Monday, October 17, 2011

Spanish Influenza

Local people who bought Chicago newspapers may have seen some mention of Spanish influenza in September 1918, but its first appearance in the Hobart papers came in early October with reports of the funeral of Arthur Wischmann. That young man had entered the military about four months earlier and was stationed at Fort Sheridan, north of Chicago, when he fell ill with influenza; pneumonia followed, and he died on September 27. His body was brought back to Hobart for a funeral with military honors, attended by some 30 members of Company K. At the request of his mother, who did not understand English, the Rev. E.R. Schuelke conducted the service in German.

ABOUT THIS EXERCISE:
Could you extend the piece on the Spanish influenza in Hobart, continuing right after its final sentence in the same style?

RECORDED DATA:
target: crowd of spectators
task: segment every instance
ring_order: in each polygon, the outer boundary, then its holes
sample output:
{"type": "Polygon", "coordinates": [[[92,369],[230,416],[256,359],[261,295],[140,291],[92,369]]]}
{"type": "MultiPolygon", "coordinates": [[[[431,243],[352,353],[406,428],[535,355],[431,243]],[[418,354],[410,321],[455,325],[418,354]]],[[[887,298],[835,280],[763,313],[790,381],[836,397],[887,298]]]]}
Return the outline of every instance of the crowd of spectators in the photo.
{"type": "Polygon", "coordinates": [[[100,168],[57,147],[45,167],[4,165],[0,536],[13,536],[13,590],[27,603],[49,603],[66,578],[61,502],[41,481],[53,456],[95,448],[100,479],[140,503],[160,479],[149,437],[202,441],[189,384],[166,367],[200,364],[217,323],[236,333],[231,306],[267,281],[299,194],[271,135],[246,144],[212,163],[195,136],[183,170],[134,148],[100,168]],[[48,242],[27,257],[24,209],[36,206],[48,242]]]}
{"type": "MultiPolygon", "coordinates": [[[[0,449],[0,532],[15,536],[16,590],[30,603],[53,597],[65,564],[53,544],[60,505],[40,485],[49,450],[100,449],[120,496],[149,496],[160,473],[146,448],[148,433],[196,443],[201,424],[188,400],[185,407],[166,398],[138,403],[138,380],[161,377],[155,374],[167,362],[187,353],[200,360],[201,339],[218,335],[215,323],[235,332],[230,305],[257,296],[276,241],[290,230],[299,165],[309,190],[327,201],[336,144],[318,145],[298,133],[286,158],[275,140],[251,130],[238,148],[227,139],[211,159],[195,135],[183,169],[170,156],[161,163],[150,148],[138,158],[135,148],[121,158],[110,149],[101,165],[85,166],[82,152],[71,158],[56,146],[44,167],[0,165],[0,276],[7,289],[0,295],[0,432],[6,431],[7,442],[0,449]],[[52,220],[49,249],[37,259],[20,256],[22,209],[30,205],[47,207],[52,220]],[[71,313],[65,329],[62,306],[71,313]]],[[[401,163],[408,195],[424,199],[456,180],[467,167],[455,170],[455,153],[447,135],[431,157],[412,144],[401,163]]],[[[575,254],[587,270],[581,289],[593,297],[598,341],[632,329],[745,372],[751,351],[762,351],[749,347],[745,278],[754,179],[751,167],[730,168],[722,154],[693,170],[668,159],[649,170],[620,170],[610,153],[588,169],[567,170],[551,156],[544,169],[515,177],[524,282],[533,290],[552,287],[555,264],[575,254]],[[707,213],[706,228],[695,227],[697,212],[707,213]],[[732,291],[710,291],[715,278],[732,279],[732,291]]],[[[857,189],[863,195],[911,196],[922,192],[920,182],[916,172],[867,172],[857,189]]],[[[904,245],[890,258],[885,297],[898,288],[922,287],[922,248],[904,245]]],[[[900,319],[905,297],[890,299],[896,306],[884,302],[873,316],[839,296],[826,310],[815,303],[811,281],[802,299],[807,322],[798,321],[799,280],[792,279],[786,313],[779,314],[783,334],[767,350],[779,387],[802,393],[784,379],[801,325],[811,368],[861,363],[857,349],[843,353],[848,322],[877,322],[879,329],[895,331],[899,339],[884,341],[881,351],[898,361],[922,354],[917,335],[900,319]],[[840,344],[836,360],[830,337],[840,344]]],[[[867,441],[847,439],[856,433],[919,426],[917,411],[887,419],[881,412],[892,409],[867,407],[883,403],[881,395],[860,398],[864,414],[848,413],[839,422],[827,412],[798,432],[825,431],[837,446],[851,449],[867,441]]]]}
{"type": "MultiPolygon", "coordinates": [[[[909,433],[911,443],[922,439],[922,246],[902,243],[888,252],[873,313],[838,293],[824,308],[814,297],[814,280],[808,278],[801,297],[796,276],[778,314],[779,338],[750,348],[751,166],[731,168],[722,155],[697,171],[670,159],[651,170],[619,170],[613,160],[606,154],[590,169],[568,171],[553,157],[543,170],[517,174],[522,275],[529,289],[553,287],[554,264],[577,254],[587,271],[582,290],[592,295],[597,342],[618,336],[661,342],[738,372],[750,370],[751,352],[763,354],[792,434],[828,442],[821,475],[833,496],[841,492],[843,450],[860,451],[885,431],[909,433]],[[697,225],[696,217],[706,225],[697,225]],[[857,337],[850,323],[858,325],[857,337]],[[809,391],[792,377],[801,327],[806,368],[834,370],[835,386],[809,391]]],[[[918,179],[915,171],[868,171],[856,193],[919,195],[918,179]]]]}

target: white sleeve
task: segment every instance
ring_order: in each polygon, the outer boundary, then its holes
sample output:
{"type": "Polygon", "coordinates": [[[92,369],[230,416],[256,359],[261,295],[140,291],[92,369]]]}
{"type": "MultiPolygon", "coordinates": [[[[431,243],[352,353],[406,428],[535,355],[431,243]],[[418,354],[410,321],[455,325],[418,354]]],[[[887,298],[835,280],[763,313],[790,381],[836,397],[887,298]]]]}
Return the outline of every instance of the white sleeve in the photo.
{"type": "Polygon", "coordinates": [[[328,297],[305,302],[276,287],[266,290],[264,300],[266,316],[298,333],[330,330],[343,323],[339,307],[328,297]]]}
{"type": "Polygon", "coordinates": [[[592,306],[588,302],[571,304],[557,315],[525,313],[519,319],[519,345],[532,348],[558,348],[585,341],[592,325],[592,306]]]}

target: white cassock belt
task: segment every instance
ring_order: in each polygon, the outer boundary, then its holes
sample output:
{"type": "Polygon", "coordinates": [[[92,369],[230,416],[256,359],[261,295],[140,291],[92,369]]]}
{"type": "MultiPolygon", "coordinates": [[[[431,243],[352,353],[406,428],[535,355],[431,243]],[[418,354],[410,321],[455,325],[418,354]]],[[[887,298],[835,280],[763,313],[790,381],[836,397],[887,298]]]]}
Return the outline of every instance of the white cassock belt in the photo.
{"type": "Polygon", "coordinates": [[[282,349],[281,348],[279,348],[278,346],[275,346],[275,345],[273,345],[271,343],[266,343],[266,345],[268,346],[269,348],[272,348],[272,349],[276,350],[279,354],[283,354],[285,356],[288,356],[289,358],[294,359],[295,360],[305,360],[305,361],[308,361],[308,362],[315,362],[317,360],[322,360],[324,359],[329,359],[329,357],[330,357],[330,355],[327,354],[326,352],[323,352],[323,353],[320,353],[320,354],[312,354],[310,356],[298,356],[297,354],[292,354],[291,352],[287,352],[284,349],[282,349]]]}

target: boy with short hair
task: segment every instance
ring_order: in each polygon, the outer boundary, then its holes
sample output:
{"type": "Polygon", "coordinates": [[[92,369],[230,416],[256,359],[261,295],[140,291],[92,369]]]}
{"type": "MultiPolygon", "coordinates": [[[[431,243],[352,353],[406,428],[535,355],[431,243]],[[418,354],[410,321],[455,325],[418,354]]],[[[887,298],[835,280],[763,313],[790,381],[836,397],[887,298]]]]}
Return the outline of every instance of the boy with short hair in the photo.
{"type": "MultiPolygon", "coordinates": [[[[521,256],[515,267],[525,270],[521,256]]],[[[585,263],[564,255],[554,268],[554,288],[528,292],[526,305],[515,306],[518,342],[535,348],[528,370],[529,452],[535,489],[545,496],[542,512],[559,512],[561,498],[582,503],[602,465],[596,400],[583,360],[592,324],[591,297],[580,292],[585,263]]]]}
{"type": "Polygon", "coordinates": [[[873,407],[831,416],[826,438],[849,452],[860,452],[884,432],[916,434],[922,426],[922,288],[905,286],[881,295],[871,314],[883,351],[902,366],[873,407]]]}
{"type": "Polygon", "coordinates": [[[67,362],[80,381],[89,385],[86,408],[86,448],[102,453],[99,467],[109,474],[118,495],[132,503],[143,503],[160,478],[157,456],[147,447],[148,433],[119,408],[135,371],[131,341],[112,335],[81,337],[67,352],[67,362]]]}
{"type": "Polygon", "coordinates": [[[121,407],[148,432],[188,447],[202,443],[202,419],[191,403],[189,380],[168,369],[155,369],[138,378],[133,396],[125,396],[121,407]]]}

YOUR RESPONSE:
The issues of the News and Gazette that reported on the funeral were strewn with evidence that Spanish influenza had become "almost epidemic" locally. Among the Hobart citizens stricken with it were Arthur Melin, William Halstead, William Wischman, Danny Shearer, Mrs. Henry Holler, Wilson and Walter Tolle, and Willard O. Halsted, who had been "quite sick" but now seemed to be mending. And those were just the ones who got into the social columns.

Dr. Clara Faulkner, as health commissioner, issued a plea to parents to keep influenza-stricken children out of school to avoid spreading the disease.

George Sauter and Fred Rose, Jr., tentmates at Camp Custer in Michigan, suffered indirectly from epidemic, as an army quarantine cancelled their leave and their planned visit home to Hobart.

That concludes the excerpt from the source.